DATA IN THIS EXERCISE:
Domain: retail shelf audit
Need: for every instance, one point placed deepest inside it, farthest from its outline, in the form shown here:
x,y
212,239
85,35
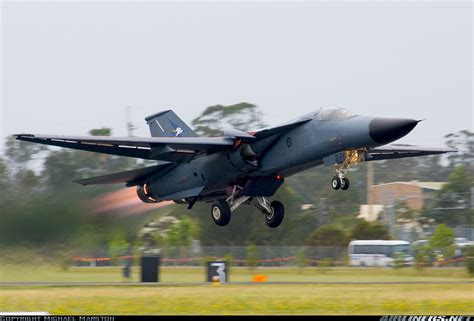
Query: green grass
x,y
13,273
242,299
376,299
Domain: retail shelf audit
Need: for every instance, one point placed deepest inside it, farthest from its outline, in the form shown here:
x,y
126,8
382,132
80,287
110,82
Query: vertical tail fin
x,y
168,124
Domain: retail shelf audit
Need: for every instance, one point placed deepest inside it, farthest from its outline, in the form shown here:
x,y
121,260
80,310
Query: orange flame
x,y
125,201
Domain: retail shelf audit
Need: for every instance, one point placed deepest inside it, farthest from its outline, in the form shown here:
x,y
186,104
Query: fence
x,y
239,255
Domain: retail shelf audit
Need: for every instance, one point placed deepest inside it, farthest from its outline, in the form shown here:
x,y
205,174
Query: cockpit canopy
x,y
334,114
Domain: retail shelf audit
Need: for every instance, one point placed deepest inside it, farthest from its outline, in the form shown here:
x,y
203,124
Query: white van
x,y
378,252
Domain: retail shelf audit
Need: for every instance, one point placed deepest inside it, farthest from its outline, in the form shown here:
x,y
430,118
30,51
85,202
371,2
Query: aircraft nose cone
x,y
386,130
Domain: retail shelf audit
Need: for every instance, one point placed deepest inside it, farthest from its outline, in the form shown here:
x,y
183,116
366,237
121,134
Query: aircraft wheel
x,y
220,212
336,183
345,184
275,217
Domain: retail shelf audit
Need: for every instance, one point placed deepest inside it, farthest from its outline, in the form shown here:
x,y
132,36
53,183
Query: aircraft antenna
x,y
129,124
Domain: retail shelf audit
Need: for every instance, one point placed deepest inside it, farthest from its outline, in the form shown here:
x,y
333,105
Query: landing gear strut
x,y
221,209
351,158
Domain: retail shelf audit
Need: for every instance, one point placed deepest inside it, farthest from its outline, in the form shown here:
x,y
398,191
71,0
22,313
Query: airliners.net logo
x,y
426,318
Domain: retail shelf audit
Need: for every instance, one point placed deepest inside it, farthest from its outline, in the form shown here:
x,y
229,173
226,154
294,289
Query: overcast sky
x,y
69,67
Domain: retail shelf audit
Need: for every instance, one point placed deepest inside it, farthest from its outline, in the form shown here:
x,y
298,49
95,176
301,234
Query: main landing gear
x,y
339,182
351,158
221,210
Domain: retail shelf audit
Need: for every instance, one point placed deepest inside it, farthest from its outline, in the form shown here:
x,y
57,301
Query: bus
x,y
378,252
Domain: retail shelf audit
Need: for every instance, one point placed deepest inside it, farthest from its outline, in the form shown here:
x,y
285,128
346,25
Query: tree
x,y
327,235
453,200
364,230
215,119
443,237
442,240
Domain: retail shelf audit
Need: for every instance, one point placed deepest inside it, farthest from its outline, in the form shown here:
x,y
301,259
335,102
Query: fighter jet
x,y
244,167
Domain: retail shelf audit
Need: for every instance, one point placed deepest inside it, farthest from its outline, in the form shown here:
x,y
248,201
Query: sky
x,y
68,67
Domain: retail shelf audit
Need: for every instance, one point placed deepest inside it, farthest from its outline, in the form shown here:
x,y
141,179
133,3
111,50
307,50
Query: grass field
x,y
241,298
14,273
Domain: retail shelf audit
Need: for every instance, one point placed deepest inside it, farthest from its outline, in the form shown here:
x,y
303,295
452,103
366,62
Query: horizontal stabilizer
x,y
128,177
264,133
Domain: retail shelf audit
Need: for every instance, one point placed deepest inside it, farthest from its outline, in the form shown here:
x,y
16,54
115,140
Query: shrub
x,y
398,260
470,260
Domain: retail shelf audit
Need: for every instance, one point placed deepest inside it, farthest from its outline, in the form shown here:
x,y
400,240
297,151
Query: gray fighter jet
x,y
244,167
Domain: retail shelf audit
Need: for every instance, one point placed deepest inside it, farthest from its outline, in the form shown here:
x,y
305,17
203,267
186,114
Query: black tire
x,y
336,183
220,212
275,218
345,184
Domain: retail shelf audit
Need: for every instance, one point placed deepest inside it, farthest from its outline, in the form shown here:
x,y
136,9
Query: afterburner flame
x,y
124,201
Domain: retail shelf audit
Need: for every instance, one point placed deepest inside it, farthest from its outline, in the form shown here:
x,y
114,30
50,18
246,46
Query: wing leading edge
x,y
402,151
158,148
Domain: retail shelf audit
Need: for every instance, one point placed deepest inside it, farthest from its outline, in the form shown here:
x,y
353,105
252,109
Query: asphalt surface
x,y
15,284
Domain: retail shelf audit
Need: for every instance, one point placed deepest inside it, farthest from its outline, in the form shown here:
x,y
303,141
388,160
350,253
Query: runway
x,y
170,284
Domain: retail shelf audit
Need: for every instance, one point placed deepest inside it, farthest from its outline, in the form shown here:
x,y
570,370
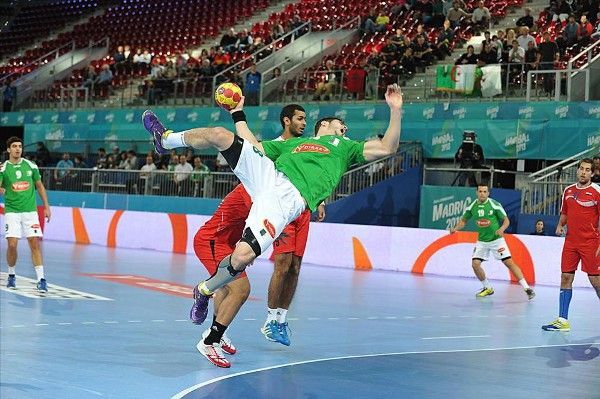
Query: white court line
x,y
181,394
459,337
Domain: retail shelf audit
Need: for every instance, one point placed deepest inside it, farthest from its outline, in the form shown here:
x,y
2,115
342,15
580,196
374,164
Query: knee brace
x,y
249,238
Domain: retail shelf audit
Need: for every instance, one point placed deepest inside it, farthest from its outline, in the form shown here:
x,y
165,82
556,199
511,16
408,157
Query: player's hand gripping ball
x,y
228,95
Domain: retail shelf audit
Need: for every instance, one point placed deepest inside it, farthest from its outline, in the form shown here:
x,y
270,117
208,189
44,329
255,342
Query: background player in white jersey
x,y
283,178
488,213
19,179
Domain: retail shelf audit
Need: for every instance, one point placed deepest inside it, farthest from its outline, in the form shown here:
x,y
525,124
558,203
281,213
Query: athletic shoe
x,y
42,286
12,282
199,311
285,339
271,331
156,129
213,353
485,292
225,343
530,293
557,325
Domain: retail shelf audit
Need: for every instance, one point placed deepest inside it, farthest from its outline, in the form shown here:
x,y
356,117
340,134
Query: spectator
x,y
561,10
455,14
539,228
481,17
62,173
549,55
526,20
444,41
253,81
42,155
228,41
376,22
329,81
470,156
198,174
584,32
525,38
102,159
569,34
183,172
467,58
9,96
145,173
532,57
422,11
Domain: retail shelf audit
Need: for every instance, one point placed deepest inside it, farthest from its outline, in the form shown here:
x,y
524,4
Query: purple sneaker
x,y
156,129
200,308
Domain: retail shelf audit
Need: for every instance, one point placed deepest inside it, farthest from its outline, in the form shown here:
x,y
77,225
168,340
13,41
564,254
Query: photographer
x,y
470,156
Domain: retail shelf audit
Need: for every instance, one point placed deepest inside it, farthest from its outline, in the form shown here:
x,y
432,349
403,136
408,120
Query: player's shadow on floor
x,y
561,356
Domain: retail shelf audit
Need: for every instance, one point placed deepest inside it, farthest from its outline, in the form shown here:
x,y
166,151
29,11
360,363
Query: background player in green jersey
x,y
488,213
19,178
283,178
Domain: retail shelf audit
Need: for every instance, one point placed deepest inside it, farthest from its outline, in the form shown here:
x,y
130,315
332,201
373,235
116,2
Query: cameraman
x,y
470,156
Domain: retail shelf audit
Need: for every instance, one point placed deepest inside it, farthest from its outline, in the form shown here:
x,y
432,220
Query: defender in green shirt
x,y
491,221
19,179
282,178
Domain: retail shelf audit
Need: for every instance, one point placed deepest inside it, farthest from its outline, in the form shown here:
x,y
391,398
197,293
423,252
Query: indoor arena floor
x,y
115,325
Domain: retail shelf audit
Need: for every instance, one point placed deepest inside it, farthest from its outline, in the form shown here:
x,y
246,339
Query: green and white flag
x,y
456,78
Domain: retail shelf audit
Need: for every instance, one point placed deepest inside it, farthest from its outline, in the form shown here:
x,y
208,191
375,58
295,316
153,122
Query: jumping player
x,y
487,213
283,178
580,211
19,179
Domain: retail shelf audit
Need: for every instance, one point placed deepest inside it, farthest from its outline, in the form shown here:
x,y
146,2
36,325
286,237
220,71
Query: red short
x,y
211,260
294,236
572,254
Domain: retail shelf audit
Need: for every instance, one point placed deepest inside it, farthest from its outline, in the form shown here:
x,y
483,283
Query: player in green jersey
x,y
283,178
488,213
19,179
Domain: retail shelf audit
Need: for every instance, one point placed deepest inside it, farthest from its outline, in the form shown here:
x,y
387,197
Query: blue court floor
x,y
115,325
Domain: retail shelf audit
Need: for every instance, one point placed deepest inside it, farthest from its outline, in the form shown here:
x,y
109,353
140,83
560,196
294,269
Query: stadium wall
x,y
398,249
516,130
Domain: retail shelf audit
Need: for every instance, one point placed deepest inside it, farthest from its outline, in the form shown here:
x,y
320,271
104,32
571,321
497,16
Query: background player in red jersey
x,y
579,212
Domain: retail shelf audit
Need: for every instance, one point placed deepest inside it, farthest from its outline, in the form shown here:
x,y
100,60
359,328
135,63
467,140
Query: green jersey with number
x,y
19,182
315,165
487,217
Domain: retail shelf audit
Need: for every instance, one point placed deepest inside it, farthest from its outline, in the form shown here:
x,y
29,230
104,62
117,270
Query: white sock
x,y
281,313
39,271
523,283
271,315
174,140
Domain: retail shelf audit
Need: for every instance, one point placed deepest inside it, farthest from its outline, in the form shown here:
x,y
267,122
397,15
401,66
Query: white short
x,y
497,247
276,202
28,221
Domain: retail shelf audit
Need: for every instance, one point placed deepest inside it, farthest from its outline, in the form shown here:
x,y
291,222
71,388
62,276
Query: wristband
x,y
238,116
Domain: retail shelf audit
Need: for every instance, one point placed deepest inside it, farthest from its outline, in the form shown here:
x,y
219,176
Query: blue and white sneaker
x,y
285,339
42,286
199,310
12,282
156,129
271,331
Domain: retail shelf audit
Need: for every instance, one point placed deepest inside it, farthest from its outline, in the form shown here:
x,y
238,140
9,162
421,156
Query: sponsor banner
x,y
442,207
422,251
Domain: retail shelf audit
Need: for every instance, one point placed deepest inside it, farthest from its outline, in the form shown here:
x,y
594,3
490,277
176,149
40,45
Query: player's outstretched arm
x,y
242,129
390,142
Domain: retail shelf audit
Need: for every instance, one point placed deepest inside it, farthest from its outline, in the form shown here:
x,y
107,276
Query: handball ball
x,y
228,95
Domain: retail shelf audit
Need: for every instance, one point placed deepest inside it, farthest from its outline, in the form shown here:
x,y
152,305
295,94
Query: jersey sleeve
x,y
273,149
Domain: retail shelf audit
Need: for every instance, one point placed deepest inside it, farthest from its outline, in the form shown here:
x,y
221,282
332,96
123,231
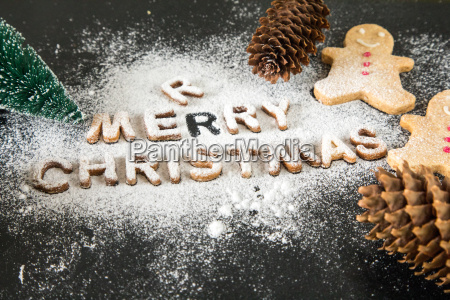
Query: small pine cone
x,y
411,213
286,36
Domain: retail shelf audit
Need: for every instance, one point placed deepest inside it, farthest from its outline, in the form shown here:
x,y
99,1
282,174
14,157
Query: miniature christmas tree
x,y
27,85
286,36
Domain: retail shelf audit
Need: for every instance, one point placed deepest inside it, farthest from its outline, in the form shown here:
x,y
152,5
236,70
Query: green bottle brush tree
x,y
27,84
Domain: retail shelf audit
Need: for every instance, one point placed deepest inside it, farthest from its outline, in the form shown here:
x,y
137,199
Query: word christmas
x,y
161,126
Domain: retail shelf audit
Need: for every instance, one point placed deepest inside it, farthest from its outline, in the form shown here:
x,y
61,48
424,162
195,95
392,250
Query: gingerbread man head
x,y
370,37
438,112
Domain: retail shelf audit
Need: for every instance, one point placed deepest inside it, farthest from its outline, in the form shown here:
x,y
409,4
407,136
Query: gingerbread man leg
x,y
391,100
336,90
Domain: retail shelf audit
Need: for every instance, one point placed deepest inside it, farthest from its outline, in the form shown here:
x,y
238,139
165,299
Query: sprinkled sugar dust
x,y
283,210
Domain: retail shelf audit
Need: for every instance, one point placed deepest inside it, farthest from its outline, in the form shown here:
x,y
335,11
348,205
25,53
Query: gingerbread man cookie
x,y
365,69
429,144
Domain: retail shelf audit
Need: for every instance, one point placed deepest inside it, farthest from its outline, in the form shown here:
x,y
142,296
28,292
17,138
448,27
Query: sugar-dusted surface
x,y
294,233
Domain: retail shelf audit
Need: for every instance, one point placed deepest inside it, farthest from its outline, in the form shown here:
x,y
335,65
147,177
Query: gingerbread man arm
x,y
404,64
411,122
329,54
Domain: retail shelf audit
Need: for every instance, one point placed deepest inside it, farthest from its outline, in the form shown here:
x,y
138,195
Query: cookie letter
x,y
174,171
178,87
194,121
245,114
160,125
367,146
365,69
141,165
101,124
334,149
87,170
47,186
280,153
278,112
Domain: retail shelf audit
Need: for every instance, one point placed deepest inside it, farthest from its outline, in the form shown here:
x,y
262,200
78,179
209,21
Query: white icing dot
x,y
216,229
255,206
226,210
446,110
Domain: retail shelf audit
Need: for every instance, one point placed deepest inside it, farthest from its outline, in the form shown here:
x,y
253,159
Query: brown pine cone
x,y
286,36
411,213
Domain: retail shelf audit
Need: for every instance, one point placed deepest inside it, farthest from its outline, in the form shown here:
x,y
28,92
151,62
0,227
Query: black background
x,y
243,266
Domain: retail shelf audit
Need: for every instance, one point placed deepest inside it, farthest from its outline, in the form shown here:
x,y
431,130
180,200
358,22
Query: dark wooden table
x,y
243,266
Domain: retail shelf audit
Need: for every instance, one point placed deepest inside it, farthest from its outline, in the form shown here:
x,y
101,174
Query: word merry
x,y
160,125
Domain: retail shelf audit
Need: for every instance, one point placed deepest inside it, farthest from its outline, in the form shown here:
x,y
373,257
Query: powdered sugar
x,y
136,87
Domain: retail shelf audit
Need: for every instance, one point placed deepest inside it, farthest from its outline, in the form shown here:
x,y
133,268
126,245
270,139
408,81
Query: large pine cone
x,y
286,36
412,214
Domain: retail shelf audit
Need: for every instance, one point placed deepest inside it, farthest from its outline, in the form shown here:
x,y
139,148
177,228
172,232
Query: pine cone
x,y
412,214
286,36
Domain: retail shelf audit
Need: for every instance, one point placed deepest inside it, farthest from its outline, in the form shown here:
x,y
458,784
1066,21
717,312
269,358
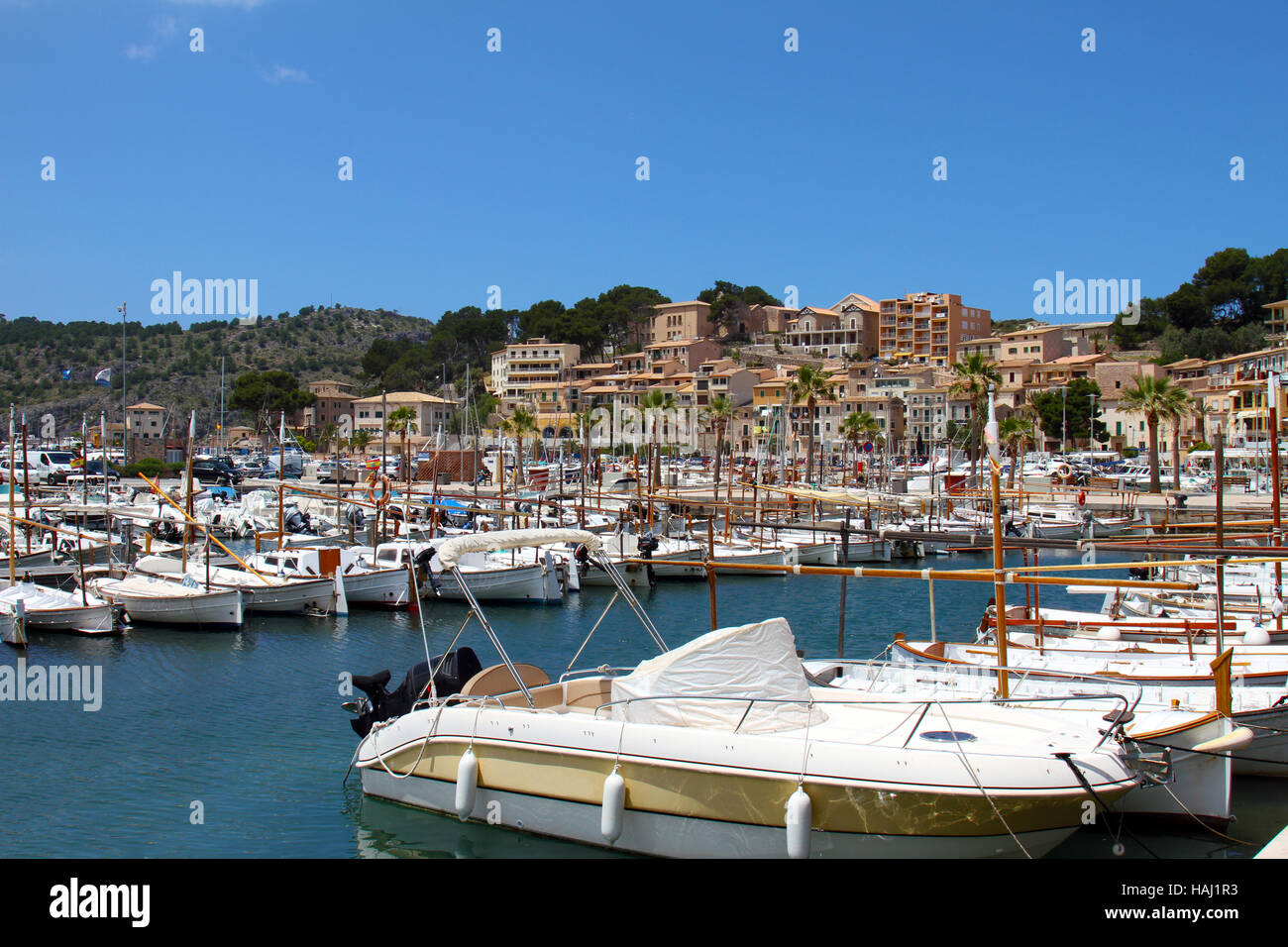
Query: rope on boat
x,y
1122,819
1211,828
1218,753
975,779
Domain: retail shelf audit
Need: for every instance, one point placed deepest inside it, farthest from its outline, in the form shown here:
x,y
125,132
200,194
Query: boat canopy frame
x,y
450,553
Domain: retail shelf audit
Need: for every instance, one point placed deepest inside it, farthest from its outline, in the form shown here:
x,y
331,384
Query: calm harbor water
x,y
235,744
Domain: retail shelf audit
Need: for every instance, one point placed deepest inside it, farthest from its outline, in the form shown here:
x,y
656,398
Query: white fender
x,y
1256,635
800,818
342,602
613,812
1235,740
467,784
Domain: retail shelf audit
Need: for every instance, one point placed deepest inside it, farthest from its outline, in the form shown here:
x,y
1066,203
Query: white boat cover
x,y
750,661
40,598
511,539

THE PROBLEM:
Nothing but the lines from the one containing "Query: rope on boat" through the last line of the data above should be given again, each exactly as it stands.

EXERCISE RESULT:
Query: rope on boat
x,y
1122,819
1211,828
1218,753
975,779
Domain: retail shelf audit
Need: for every instance, one point placed deepest inside it, farthest from its outline, in the form shown here:
x,y
125,132
200,194
Query: boat canopy frame
x,y
450,553
Domain: retail shelf audit
Need: for every instance, one point placed deepest inside it, farthest from its outline, in the form shown here:
x,y
331,384
Query: calm harbor water
x,y
235,744
Domain: retail shelf audit
Need: for every instance, one point placed deepest inside it, farthest from its outline, in the form shown here:
x,y
656,398
Query: white fender
x,y
1256,635
800,818
342,602
613,812
1235,740
467,784
Domain: retail shelf audit
Need: for every instance, one point placed deepest inside it, farthest from its outline, in the form shown here:
x,y
1066,203
Query: white boat cover
x,y
750,661
40,598
511,539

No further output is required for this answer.